ABOUT THIS TASK: For each line below, return an exact copy.

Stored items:
● ● ● ● ● ● ●

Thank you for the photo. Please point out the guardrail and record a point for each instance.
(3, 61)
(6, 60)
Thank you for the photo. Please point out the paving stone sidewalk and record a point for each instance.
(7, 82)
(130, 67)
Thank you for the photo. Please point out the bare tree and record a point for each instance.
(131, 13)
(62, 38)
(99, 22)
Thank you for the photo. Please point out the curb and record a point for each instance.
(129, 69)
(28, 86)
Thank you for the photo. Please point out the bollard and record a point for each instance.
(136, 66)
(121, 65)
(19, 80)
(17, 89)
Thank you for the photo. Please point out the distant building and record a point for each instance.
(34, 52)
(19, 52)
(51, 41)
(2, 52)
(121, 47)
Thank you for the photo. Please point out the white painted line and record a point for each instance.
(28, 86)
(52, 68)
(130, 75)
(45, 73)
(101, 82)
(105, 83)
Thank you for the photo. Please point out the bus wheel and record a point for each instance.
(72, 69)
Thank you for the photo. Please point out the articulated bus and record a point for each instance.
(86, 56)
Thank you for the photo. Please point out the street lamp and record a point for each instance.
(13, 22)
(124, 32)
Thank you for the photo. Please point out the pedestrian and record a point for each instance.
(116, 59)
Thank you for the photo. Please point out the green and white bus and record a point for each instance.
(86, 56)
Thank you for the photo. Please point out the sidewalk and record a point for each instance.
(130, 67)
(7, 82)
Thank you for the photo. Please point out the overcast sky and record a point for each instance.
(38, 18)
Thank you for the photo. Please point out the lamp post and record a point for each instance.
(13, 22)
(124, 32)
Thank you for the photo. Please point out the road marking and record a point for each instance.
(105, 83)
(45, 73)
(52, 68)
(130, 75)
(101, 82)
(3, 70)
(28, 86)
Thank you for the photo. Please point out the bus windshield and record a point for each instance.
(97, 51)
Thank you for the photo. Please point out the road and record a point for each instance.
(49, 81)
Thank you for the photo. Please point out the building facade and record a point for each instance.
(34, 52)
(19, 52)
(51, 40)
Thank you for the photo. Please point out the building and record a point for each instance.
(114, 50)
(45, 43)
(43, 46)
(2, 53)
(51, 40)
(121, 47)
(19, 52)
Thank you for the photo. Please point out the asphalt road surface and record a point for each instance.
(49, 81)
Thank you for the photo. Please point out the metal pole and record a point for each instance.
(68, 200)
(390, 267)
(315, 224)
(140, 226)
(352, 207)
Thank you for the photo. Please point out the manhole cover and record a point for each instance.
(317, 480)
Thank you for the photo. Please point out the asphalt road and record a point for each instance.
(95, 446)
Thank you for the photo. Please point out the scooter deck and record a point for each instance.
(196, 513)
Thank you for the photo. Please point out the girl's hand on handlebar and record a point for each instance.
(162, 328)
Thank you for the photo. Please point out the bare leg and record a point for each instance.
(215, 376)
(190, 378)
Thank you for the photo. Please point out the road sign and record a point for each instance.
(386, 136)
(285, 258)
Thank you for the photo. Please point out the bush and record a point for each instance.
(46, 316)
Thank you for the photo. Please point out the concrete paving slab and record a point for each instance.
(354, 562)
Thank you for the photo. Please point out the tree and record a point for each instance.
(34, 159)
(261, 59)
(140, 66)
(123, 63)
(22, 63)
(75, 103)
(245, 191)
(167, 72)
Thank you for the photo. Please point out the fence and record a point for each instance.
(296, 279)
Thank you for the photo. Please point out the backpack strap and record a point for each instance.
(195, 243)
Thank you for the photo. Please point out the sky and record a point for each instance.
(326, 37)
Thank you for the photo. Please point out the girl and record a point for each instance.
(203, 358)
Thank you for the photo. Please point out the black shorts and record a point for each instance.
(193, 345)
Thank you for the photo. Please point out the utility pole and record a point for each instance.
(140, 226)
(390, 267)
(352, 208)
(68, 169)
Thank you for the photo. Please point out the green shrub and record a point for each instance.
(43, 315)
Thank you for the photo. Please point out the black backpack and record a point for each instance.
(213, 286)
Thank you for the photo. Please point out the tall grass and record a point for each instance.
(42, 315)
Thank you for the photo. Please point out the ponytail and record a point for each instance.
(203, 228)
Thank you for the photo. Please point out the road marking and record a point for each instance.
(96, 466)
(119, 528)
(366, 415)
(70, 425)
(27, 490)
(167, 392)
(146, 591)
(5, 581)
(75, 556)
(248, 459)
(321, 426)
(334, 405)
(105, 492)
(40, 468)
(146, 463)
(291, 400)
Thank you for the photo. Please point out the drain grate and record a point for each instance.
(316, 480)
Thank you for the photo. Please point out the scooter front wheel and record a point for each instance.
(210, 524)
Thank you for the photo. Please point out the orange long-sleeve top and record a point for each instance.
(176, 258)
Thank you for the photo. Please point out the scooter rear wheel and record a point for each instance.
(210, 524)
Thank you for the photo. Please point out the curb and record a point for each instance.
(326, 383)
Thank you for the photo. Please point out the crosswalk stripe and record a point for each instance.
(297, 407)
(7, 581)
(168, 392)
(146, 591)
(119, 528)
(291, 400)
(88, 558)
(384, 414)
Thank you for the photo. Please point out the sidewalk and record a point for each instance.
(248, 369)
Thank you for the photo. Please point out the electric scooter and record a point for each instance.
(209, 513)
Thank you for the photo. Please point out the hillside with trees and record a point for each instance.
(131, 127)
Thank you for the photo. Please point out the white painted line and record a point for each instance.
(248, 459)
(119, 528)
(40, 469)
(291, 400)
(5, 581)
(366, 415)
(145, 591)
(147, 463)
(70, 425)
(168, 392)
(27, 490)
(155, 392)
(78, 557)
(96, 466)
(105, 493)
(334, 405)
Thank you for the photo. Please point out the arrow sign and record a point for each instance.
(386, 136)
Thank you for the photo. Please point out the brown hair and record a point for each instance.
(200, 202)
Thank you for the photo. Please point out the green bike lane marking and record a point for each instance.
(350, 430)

● ● ● ● ● ● ●

RESULT FOR THIS EXERCISE:
Thank you for the photo. Please point out the guardrail and record a point for each instance.
(3, 61)
(6, 60)
Thank you for the photo. Please point out the paving stone sidewalk and record a point for each instance.
(7, 82)
(130, 67)
Thank you for the photo. Please point out the bare tree and record a point for each instance.
(131, 13)
(62, 38)
(99, 22)
Thank you for the photo. Please point out the curb and record a point for each instance.
(129, 69)
(28, 86)
Thank you for the photo. Please point out the bollard and record a point for each instance.
(136, 66)
(121, 65)
(19, 80)
(17, 89)
Thank you for the photo. Please point out the distant building and record a point for each instance.
(34, 52)
(19, 52)
(51, 41)
(2, 52)
(121, 47)
Thank you for the photo. Please point out the white painted line and record a point for each instance.
(28, 86)
(52, 68)
(130, 75)
(45, 73)
(101, 82)
(105, 83)
Thank you for the photo. Please point out the bus wheel and record a point for each instance.
(72, 69)
Thank you for the photo. Please point out the articulated bus and record a point for each instance.
(86, 56)
Thank you for the photo. Please point out the street lamp and record a point for each instance.
(13, 22)
(124, 32)
Thank you for the photo. Please point out the pedestrian and record a point for each instance.
(116, 59)
Thank you for the photo. Please point out the green and white bus and record a point for each instance.
(86, 56)
Thank you for the photo. Please point out the sidewalk and record a point for each instance.
(130, 67)
(7, 82)
Thank you for the photo. Please point out the overcast sky and record a point for each instance.
(38, 18)
Thank you for the photo. Please point out the lamp post and record a point for each instance.
(13, 22)
(124, 32)
Thank you for the photo. Please point out the road marking and record a point for each instance.
(105, 83)
(45, 73)
(52, 68)
(130, 75)
(101, 82)
(3, 70)
(28, 86)
Thank you for the photo. Please point out the bus windshield and record a point for each instance.
(97, 51)
Thank you for the photo. Please point out the road and record a point for each instance.
(49, 81)
Thank you for the photo. Please point out the building facade and record a point for each instance.
(34, 52)
(19, 52)
(51, 40)
Thank you for the photo. Please point out the building and record a point for each instance.
(114, 50)
(45, 43)
(43, 46)
(2, 53)
(51, 40)
(121, 47)
(19, 52)
Thank you for the photo. Please point out the asphalt road surface and record a point for each instance.
(49, 81)
Thank you for the photo. Please point out the metal pole and record a point for each instance.
(68, 200)
(390, 267)
(315, 224)
(140, 226)
(352, 207)
Thank you for the photo. Please point out the manhole cover and record a point for each instance.
(317, 480)
Thank you for the photo. Please point out the asphalt road and record a point for each instance.
(95, 446)
Thank you for the photo. Please point out the scooter deck and record a point for each instance.
(196, 513)
Thank you for the photo. Please point out the girl's hand on handlebar and record a point for each instance.
(162, 328)
Thank you for the photo. Please point out the bare leg and record a point for each instance.
(215, 376)
(190, 378)
Thank you for the photo. Please point out the road sign and record a point for each instance.
(386, 136)
(285, 258)
Thank you for the photo. Please point out the bush and record a point for each instance.
(46, 316)
Thank you for the photo. Please point out the concrete paving slab and record a point for each instance.
(354, 562)
Thank you for the photo. Please point out the tree and record a point for each instance.
(34, 159)
(261, 59)
(140, 66)
(123, 63)
(22, 63)
(75, 103)
(245, 191)
(167, 72)
Thank you for the photo. Please point out the fence and record a point for each instance.
(296, 279)
Thank you for the photo. Please point out the backpack strap and record a point for each instance.
(195, 243)
Thank you for the photo. Please point out the sky and record a point for each instance.
(326, 37)
Thank you for the photo. Please point out the girl and record a point for each instance.
(203, 358)
Thank you for the photo. Please point out the black shorts and record a point for each instance.
(193, 345)
Thank you for the photo. Please point out the utility pole and record a point for each instance.
(140, 226)
(390, 267)
(352, 208)
(68, 169)
Thank you for the photo. Please point out the green shrub and record a point for each instance.
(43, 315)
Thank you for the photo. Please point out the black backpack and record a point for each instance.
(213, 286)
Thank you for the photo. Please point out the tall grass and record a point for each instance.
(42, 315)
Thank you for the photo. Please point out the ponytail and record a point for each instance.
(203, 228)
Thank you for the photo. Please point out the road marking and record a point for each instance.
(96, 466)
(119, 528)
(366, 415)
(70, 425)
(27, 490)
(167, 392)
(146, 591)
(5, 581)
(75, 556)
(248, 459)
(321, 426)
(334, 405)
(105, 492)
(40, 468)
(146, 463)
(291, 400)
Thank you for the photo. Please point out the drain grate and record a point for each instance.
(316, 480)
Thank you for the photo. Please point out the scooter front wheel and record a point for each instance.
(210, 524)
Thank you for the photo. Please point out the orange long-sleeve top and record a point for each instance.
(176, 258)
Thank you for the photo. Please point out the scooter rear wheel and record a point for each instance.
(210, 524)
Thank you for the photo. Please point out the curb and record a point for each instance.
(326, 383)
Thank you for the photo. Please point out the crosswalk stripe and record a point for each instance.
(297, 407)
(7, 581)
(168, 392)
(146, 591)
(119, 528)
(291, 400)
(88, 558)
(384, 414)
Thank you for the photo. Please point out the sidewalk and record a point for each instance.
(248, 369)
Thank you for the photo. Please point out the electric scooter and record a point for each instance.
(209, 513)
Thank you for the photo. Please point out the hillside with trees and record a point for each instance.
(131, 127)
Thank you for the photo. Please point out the white painted line and record a point for each instance.
(248, 459)
(119, 528)
(40, 469)
(291, 400)
(5, 581)
(366, 415)
(145, 591)
(147, 463)
(70, 425)
(168, 392)
(27, 490)
(155, 392)
(78, 557)
(96, 466)
(105, 493)
(334, 405)
Thank you for the photo. Please point out the arrow sign and record a point for each instance.
(386, 136)
Thank you for the photo. Please point out the brown hair and record a point for each instance.
(200, 202)
Thank you for the photo. Please point out the green bike lane marking and record a point for each instance.
(350, 430)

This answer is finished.